## Begin Extracted records

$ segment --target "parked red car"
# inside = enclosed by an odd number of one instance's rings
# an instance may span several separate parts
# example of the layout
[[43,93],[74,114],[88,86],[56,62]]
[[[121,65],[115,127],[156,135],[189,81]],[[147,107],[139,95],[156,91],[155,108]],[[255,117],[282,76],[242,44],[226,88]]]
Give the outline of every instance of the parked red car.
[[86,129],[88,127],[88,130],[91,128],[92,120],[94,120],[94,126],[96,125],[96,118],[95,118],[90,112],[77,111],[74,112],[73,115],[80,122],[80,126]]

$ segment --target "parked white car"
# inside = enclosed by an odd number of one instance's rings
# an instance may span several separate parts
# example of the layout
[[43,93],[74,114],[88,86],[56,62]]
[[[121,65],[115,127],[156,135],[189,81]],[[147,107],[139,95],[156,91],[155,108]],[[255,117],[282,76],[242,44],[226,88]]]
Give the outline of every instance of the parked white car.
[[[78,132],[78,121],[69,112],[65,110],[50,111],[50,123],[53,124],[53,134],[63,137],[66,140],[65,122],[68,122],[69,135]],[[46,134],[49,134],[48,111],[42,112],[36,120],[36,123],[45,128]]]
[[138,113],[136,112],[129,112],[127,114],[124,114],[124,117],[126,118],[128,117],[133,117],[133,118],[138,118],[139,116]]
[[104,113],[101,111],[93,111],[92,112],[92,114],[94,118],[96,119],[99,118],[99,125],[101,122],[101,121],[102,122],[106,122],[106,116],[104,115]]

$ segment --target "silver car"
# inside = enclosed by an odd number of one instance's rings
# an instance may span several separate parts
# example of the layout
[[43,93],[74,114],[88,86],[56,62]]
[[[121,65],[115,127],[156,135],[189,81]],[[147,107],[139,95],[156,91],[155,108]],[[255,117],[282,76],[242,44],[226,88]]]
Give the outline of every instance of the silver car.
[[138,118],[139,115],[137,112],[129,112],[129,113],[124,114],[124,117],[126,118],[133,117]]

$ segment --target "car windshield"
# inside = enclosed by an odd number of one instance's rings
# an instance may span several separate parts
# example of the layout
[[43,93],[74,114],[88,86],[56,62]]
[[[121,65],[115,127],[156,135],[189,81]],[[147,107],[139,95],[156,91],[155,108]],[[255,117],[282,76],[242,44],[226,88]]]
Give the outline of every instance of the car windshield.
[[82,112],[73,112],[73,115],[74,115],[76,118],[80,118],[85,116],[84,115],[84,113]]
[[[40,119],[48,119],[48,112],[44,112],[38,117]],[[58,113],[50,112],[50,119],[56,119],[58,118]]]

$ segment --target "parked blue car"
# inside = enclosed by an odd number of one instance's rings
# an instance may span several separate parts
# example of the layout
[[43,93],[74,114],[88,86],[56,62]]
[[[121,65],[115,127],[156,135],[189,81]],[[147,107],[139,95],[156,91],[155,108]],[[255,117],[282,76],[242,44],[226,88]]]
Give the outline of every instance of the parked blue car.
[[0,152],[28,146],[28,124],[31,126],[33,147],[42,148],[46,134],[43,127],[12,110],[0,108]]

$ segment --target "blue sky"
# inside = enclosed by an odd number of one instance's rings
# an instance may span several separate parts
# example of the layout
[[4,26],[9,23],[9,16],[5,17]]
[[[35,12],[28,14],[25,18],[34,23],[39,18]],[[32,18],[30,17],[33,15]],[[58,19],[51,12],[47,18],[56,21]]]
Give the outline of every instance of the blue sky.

## End Extracted records

What is asked> Please state how many lines of the material above contain the string "segment", giving only the number.

Answer for this exercise> 6